[Object position labeling entries]
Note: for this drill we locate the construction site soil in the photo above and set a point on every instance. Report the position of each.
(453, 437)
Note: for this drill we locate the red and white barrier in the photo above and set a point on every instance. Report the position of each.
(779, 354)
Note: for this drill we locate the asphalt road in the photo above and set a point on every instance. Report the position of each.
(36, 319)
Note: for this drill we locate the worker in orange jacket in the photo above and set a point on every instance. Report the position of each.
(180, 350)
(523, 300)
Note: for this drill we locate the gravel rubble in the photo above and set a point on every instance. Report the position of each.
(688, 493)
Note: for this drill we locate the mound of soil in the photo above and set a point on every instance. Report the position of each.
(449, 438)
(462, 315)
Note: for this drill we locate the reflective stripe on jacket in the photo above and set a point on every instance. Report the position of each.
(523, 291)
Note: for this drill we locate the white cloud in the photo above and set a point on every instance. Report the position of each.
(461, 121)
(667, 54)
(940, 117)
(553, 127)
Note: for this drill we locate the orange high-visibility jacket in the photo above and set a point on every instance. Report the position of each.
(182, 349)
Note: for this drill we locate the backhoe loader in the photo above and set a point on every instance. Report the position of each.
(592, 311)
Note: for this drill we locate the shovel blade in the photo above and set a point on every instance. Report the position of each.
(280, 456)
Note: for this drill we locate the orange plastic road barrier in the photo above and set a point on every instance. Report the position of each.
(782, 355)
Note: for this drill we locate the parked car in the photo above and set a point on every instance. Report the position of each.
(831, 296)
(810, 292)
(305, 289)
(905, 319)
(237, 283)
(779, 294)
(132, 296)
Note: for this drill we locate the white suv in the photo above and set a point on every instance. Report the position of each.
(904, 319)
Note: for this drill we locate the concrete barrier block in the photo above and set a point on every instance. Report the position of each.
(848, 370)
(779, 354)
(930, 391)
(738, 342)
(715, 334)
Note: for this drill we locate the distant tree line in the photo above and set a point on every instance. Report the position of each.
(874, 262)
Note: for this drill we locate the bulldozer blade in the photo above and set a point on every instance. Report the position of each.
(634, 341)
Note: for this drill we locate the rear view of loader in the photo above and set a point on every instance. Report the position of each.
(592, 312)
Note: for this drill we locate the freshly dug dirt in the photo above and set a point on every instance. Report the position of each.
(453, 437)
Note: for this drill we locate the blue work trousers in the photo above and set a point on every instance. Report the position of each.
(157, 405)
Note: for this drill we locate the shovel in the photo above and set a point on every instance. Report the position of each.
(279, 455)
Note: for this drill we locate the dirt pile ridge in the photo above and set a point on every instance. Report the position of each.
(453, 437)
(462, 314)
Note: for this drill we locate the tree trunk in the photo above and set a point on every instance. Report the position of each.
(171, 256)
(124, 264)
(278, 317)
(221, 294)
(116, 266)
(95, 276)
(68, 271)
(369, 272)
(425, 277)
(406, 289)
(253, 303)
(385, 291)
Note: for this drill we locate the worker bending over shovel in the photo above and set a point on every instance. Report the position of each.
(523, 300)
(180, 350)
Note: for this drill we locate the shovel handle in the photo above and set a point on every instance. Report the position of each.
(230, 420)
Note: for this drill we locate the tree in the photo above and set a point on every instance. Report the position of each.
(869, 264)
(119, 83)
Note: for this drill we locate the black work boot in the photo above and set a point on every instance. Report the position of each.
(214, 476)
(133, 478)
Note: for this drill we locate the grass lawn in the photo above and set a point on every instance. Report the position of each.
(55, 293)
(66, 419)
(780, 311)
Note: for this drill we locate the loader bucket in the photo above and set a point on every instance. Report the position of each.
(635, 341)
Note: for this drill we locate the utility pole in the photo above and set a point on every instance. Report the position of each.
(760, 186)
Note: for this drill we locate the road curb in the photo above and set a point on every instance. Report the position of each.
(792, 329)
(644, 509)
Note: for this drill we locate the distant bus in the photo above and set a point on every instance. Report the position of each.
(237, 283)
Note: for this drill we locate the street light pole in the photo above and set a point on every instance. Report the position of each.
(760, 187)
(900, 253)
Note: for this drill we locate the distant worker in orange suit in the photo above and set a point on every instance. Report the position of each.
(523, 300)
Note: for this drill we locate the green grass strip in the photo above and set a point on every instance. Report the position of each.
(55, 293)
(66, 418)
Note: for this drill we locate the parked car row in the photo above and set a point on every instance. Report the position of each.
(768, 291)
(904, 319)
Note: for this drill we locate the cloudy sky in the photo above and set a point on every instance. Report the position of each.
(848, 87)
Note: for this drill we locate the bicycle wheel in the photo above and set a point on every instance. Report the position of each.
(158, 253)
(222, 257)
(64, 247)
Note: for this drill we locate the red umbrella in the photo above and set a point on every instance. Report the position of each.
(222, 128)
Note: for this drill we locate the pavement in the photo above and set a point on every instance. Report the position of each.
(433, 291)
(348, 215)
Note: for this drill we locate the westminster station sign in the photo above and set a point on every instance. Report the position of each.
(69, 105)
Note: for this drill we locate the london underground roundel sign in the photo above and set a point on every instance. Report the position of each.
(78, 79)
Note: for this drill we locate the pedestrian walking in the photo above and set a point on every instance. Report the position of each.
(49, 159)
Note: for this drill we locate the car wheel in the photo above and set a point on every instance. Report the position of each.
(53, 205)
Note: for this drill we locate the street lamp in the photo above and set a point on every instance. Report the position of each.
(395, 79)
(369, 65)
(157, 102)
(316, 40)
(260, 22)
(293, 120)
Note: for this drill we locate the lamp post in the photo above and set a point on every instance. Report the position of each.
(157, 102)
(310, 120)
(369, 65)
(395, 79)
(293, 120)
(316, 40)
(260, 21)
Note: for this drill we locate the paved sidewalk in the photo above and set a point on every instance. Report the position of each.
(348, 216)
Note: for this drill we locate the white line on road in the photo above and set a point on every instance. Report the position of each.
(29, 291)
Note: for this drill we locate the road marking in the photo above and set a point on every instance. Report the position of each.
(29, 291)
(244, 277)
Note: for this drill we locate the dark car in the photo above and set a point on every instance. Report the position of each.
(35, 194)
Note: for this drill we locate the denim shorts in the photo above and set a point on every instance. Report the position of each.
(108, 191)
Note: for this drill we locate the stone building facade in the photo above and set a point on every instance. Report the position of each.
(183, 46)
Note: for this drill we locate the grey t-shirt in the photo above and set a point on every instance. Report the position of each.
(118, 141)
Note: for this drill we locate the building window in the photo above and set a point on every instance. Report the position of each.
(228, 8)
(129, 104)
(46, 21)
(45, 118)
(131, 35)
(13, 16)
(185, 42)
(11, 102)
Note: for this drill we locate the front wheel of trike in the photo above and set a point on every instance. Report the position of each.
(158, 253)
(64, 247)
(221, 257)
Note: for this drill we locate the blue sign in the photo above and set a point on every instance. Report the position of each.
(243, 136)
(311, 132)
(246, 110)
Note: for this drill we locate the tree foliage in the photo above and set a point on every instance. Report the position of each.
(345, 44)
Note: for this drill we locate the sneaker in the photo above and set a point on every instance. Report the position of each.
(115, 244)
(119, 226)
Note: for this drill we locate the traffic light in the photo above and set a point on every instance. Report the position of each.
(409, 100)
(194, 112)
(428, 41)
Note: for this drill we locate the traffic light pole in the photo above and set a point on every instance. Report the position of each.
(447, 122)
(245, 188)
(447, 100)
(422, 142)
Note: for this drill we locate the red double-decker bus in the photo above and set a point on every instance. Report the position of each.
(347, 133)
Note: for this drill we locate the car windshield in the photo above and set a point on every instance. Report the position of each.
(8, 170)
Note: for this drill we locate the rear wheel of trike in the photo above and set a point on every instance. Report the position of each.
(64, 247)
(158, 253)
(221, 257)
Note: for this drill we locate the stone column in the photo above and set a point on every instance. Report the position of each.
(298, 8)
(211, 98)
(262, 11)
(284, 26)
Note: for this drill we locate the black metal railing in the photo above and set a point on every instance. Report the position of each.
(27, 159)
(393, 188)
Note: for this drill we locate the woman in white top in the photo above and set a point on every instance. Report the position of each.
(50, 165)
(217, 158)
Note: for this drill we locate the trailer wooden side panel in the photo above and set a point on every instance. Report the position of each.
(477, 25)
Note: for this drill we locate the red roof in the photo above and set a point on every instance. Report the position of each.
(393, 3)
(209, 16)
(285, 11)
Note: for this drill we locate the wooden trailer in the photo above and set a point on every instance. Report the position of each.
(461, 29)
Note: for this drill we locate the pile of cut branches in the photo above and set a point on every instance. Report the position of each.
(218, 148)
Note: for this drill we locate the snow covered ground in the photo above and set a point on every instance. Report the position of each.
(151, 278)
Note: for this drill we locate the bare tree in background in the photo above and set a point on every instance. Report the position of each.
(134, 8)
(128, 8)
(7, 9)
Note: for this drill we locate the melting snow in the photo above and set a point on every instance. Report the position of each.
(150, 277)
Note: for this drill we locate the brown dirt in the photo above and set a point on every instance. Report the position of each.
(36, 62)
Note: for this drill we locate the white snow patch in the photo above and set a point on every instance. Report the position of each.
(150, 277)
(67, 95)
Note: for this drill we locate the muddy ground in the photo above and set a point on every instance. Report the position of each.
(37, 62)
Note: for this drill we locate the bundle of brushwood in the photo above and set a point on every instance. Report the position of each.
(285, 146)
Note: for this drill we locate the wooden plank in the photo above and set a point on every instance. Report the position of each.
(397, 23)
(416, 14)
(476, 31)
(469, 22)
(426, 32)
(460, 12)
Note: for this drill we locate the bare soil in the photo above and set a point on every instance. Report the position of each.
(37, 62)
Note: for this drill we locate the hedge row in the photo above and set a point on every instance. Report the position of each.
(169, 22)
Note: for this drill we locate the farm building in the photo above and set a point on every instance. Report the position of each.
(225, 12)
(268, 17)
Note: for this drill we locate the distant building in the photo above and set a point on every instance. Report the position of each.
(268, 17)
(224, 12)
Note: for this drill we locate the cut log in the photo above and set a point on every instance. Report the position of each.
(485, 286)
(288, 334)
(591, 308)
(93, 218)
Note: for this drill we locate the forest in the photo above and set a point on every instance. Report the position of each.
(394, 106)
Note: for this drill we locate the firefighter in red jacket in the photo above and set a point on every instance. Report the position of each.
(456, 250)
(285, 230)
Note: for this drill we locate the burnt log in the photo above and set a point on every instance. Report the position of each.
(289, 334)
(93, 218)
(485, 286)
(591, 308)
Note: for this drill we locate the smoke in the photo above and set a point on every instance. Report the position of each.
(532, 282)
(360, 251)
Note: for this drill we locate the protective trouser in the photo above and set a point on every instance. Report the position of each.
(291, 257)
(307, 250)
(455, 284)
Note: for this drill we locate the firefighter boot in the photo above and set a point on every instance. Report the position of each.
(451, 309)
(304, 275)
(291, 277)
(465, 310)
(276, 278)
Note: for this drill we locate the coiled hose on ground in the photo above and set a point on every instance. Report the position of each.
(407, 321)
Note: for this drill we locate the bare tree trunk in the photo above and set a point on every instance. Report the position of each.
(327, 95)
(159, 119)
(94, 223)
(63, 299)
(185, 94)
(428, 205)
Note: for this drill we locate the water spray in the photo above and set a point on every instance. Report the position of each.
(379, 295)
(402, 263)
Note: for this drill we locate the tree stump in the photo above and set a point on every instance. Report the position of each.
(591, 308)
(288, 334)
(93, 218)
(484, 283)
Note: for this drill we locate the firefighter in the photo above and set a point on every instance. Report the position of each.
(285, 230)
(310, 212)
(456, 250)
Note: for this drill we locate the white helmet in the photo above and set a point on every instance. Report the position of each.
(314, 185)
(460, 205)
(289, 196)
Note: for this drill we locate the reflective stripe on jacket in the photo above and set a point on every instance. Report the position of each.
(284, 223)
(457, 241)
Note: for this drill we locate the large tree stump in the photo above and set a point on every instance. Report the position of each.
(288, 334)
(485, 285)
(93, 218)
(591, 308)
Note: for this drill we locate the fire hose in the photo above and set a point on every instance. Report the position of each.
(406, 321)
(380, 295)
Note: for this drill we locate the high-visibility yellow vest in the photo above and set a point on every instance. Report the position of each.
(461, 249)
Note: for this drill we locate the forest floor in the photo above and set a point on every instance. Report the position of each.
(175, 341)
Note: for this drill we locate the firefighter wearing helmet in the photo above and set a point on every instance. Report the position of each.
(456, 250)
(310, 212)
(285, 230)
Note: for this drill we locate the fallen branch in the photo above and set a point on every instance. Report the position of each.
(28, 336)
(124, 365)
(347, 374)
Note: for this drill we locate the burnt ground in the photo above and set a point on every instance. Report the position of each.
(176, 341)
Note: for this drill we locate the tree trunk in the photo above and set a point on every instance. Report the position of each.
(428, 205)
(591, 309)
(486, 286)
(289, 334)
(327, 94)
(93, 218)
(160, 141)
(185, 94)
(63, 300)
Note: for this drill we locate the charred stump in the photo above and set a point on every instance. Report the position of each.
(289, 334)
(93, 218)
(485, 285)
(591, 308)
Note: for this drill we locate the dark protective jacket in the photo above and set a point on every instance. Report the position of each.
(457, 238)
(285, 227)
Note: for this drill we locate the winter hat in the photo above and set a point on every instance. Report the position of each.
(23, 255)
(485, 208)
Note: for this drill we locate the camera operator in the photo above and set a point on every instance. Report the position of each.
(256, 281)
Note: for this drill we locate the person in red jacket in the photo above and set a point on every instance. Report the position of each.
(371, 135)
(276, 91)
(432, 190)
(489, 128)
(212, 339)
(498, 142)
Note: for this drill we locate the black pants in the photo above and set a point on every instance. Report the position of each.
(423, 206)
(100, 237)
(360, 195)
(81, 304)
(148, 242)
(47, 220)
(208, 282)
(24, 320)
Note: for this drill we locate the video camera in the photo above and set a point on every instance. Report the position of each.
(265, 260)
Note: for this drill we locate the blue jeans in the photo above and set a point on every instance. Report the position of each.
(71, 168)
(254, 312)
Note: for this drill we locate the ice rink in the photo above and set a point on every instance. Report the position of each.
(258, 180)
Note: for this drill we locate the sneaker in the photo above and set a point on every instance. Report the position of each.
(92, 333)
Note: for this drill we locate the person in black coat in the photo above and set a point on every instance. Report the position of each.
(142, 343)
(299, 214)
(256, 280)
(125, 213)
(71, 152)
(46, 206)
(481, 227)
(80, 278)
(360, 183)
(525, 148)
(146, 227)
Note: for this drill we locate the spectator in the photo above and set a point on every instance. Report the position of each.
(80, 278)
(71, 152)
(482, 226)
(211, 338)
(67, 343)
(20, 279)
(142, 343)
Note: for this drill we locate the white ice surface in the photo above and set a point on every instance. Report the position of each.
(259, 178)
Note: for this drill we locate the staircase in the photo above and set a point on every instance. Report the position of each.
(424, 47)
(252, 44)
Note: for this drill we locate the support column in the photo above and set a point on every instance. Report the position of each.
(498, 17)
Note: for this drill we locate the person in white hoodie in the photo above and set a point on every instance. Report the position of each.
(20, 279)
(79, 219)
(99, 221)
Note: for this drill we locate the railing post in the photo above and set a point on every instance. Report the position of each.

> **Exercise goal**
Copy only this span: the line that contains "Note: for this drill we locate the staircase", the last line, and every line between them.

> **Response**
Note: for this drill we locate the staircase in the photo above and set a point on every instance. Report the position of each.
(424, 47)
(252, 44)
Note: for this drill we locate the support column in the photo above and set a point on every instance. Report the position of each.
(498, 17)
Note: for this drill we locate the person in white hoodie in the photo above and set a point on every instance. Report the position of each.
(20, 279)
(79, 219)
(99, 221)
Note: for this drill we locate the railing post in the photo above and set a point on every instance. Report the position of each.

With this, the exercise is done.